◆ Task to carry out ◆
Copy the following lines out word for word, leaving nothing out and changing nothing.

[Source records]
= = = = =

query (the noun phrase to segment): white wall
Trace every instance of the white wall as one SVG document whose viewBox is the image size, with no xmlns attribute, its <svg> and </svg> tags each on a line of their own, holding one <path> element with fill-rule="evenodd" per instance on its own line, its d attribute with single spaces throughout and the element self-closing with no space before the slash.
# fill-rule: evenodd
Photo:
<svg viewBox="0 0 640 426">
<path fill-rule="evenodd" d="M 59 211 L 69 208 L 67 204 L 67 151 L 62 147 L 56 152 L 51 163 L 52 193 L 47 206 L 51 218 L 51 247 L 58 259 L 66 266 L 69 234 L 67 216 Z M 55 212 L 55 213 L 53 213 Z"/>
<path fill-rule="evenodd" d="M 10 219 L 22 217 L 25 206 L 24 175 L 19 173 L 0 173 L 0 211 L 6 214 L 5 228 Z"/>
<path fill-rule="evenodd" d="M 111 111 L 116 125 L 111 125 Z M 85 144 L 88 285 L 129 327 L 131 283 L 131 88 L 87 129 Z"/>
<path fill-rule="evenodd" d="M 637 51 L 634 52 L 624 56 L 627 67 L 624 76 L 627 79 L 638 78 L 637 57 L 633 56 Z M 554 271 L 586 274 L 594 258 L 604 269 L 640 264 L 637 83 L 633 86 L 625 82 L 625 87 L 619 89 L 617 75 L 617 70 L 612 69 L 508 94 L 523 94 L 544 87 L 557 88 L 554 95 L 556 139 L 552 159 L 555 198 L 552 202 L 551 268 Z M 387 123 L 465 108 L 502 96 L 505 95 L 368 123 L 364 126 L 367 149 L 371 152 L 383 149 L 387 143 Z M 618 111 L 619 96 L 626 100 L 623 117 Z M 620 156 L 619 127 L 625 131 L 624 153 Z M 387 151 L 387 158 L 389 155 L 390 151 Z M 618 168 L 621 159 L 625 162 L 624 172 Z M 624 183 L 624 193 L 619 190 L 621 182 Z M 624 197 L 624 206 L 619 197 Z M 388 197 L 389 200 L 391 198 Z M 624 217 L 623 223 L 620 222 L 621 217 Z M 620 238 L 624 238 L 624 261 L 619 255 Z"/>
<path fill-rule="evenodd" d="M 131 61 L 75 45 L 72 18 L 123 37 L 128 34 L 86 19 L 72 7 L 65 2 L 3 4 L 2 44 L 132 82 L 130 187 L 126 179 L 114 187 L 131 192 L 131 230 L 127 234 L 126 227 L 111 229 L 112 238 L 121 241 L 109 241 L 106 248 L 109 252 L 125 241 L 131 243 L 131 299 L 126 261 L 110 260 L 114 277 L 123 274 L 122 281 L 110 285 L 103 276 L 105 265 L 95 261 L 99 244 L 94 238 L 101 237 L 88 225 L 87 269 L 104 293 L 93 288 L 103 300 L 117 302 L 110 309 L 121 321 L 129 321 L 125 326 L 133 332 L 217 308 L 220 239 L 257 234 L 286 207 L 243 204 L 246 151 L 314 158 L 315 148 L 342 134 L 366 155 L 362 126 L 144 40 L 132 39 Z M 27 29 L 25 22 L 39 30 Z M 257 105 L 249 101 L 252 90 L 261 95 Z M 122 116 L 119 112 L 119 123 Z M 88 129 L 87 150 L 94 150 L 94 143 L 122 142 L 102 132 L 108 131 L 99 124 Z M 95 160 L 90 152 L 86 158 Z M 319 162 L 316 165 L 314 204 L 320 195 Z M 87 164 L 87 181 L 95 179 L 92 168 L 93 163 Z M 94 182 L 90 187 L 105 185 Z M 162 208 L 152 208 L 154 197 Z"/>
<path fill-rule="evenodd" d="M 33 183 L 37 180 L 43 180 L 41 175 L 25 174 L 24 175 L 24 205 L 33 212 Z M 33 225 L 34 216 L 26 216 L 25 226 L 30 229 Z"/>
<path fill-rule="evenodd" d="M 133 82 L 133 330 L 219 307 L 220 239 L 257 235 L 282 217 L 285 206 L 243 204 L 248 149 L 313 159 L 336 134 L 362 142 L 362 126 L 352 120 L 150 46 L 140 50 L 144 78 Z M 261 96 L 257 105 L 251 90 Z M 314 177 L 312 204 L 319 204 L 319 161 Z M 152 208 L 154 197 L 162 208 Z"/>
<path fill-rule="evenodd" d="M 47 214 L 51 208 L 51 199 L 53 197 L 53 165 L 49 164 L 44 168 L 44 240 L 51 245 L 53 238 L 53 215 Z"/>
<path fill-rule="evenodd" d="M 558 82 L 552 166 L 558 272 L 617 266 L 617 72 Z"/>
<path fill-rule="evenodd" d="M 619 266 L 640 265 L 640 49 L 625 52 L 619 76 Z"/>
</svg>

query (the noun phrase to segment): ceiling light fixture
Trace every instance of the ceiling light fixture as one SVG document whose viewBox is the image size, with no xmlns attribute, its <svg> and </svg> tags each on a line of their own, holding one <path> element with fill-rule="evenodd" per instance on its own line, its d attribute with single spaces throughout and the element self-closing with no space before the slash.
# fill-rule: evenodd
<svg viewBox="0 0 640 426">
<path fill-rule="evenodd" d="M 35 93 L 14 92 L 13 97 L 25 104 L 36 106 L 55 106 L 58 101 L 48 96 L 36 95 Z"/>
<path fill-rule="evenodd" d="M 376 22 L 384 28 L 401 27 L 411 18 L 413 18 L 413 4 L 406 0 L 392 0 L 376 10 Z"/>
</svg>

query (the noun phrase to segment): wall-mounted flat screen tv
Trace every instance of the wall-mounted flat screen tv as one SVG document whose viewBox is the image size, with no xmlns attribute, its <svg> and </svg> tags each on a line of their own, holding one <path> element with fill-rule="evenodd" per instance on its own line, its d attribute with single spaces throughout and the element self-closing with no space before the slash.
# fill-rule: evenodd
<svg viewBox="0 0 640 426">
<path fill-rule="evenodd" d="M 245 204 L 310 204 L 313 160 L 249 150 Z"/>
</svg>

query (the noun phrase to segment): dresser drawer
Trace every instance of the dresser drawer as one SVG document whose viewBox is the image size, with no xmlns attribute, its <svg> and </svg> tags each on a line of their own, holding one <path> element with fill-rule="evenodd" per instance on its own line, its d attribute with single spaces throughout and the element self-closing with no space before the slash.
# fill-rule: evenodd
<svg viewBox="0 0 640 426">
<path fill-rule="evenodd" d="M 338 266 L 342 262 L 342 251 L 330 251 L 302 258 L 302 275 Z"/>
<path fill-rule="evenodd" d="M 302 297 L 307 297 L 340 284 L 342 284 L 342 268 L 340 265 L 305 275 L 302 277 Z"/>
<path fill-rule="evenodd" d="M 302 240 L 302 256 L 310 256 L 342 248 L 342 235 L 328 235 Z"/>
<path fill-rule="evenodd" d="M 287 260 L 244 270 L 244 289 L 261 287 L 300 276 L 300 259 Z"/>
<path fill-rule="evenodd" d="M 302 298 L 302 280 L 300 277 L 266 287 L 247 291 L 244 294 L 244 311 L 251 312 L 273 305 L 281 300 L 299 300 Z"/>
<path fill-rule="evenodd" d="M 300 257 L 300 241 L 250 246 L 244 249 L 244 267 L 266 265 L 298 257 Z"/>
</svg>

= = = = =

◆ Written solution ◆
query (the noun phrase to segment): white wall
Trace every instance of the white wall as one SVG document whose viewBox is the image size, with no xmlns attribute, its <svg> and </svg> tags each on a line of their own, holding one <path> element with fill-rule="evenodd" per instance on its own line, its d attribute with single spaces throughout and the element self-closing with no space before the slash.
# fill-rule: evenodd
Photo:
<svg viewBox="0 0 640 426">
<path fill-rule="evenodd" d="M 59 211 L 69 208 L 67 204 L 67 151 L 62 147 L 56 152 L 51 163 L 52 193 L 47 206 L 51 218 L 51 247 L 58 259 L 66 266 L 69 234 L 67 216 Z M 55 212 L 55 213 L 53 213 Z"/>
<path fill-rule="evenodd" d="M 10 219 L 22 217 L 25 206 L 24 175 L 19 173 L 0 173 L 0 211 L 6 214 L 5 228 Z"/>
<path fill-rule="evenodd" d="M 111 111 L 116 125 L 111 125 Z M 85 144 L 88 285 L 129 327 L 131 283 L 131 88 L 87 129 Z"/>
<path fill-rule="evenodd" d="M 637 51 L 634 52 L 624 56 L 627 67 L 624 76 L 627 79 L 638 78 L 637 57 L 633 56 Z M 554 271 L 586 274 L 594 258 L 604 269 L 640 264 L 637 83 L 633 86 L 625 82 L 625 87 L 619 89 L 617 75 L 617 70 L 612 69 L 508 94 L 523 94 L 544 87 L 557 88 L 554 95 L 556 139 L 552 159 L 555 198 L 552 202 L 551 268 Z M 387 123 L 465 108 L 502 96 L 505 95 L 368 123 L 364 126 L 367 149 L 371 152 L 383 149 L 387 143 Z M 618 111 L 619 96 L 626 100 L 623 117 Z M 620 156 L 619 127 L 625 131 L 624 153 Z M 387 151 L 387 158 L 389 155 L 390 151 Z M 618 168 L 621 159 L 625 162 L 624 172 Z M 624 183 L 624 193 L 619 190 L 621 182 Z M 624 197 L 624 206 L 619 197 Z M 388 197 L 389 200 L 391 198 Z M 624 217 L 623 223 L 620 222 L 621 217 Z M 620 238 L 624 238 L 624 261 L 619 255 Z"/>
<path fill-rule="evenodd" d="M 131 61 L 75 45 L 72 18 L 123 37 L 128 34 L 86 19 L 72 7 L 65 2 L 3 4 L 2 44 L 132 82 L 130 187 L 126 179 L 114 187 L 131 192 L 131 230 L 127 234 L 126 227 L 111 229 L 112 238 L 121 241 L 109 241 L 106 248 L 109 252 L 125 241 L 131 243 L 131 299 L 126 261 L 110 260 L 114 277 L 123 274 L 122 281 L 110 285 L 103 276 L 105 265 L 95 261 L 99 244 L 94 238 L 101 237 L 88 225 L 87 269 L 104 293 L 93 288 L 103 300 L 117 302 L 110 309 L 121 321 L 129 321 L 125 326 L 133 332 L 217 308 L 220 239 L 257 234 L 286 207 L 243 204 L 246 151 L 314 158 L 315 148 L 342 134 L 366 155 L 362 126 L 144 40 L 132 39 Z M 27 29 L 25 22 L 39 30 Z M 257 105 L 249 101 L 252 90 L 261 95 Z M 122 116 L 119 112 L 119 123 Z M 88 129 L 87 150 L 94 150 L 94 143 L 122 142 L 102 132 L 108 131 L 99 124 Z M 95 160 L 90 152 L 86 158 Z M 319 162 L 316 165 L 314 204 L 320 195 Z M 87 164 L 87 181 L 95 179 L 92 168 L 93 163 Z M 94 182 L 90 187 L 105 185 Z M 162 208 L 152 208 L 154 197 Z"/>
<path fill-rule="evenodd" d="M 33 183 L 37 180 L 43 180 L 41 175 L 25 174 L 24 175 L 24 205 L 33 212 Z M 33 225 L 34 216 L 26 216 L 25 226 L 30 229 Z"/>
<path fill-rule="evenodd" d="M 133 82 L 133 330 L 219 307 L 220 239 L 257 235 L 282 217 L 285 206 L 243 204 L 248 149 L 313 159 L 336 134 L 362 142 L 362 126 L 352 120 L 150 46 L 140 50 L 144 78 Z M 261 96 L 257 105 L 251 90 Z M 314 177 L 312 204 L 319 204 L 319 161 Z M 152 208 L 154 197 L 162 208 Z"/>
<path fill-rule="evenodd" d="M 47 214 L 51 208 L 51 199 L 53 197 L 53 165 L 49 164 L 44 168 L 44 240 L 51 245 L 53 238 L 53 215 Z"/>
<path fill-rule="evenodd" d="M 558 82 L 552 166 L 558 272 L 617 266 L 617 72 Z"/>
<path fill-rule="evenodd" d="M 619 266 L 640 265 L 640 49 L 625 52 L 619 76 Z"/>
</svg>

query (the noun phrase to segment): ceiling light fixture
Trace every instance of the ceiling light fixture as one SVG document whose viewBox is the image size, with no xmlns attribute, its <svg> and </svg> tags each on a line of their own, holding one <path> element with fill-rule="evenodd" per instance on its own line, its d attribute with single spaces throughout and the element self-closing with no space before the slash.
# fill-rule: evenodd
<svg viewBox="0 0 640 426">
<path fill-rule="evenodd" d="M 35 93 L 14 92 L 13 97 L 25 104 L 36 106 L 55 106 L 58 101 L 48 96 L 36 95 Z"/>
<path fill-rule="evenodd" d="M 376 22 L 384 28 L 401 27 L 411 18 L 413 18 L 413 4 L 406 0 L 392 0 L 376 10 Z"/>
</svg>

query (the noun phrase to segment): wall-mounted flat screen tv
Trace every instance of the wall-mounted flat screen tv as one SVG document whose viewBox is the image size, with no xmlns attribute, its <svg> and </svg> tags each on a line of their own, holding one <path> element with fill-rule="evenodd" per instance on its own line, its d attribute with single spaces throughout and the element self-closing with no space before the slash.
# fill-rule: evenodd
<svg viewBox="0 0 640 426">
<path fill-rule="evenodd" d="M 245 204 L 310 204 L 313 160 L 249 150 Z"/>
</svg>

query (the noun phrase to segment): dresser drawer
Trace every instance of the dresser drawer as one SVG document whose viewBox is the image size, with no xmlns attribute, its <svg> and </svg> tags each on a line of their own, holding one <path> element with fill-rule="evenodd" per instance on its own line, its d attribute with single spaces throughout and the element self-closing with no space before the slash.
# fill-rule: evenodd
<svg viewBox="0 0 640 426">
<path fill-rule="evenodd" d="M 338 266 L 342 262 L 342 251 L 330 251 L 302 258 L 302 275 Z"/>
<path fill-rule="evenodd" d="M 302 297 L 307 297 L 340 284 L 342 284 L 342 268 L 340 265 L 305 275 L 302 277 Z"/>
<path fill-rule="evenodd" d="M 302 240 L 302 256 L 310 256 L 342 248 L 342 235 L 328 235 Z"/>
<path fill-rule="evenodd" d="M 287 260 L 244 270 L 244 289 L 261 287 L 300 276 L 300 259 Z"/>
<path fill-rule="evenodd" d="M 302 298 L 302 280 L 300 277 L 266 287 L 247 291 L 244 294 L 244 311 L 251 312 L 273 305 L 281 300 L 299 300 Z"/>
<path fill-rule="evenodd" d="M 300 257 L 300 241 L 250 246 L 244 249 L 244 267 L 266 265 L 298 257 Z"/>
</svg>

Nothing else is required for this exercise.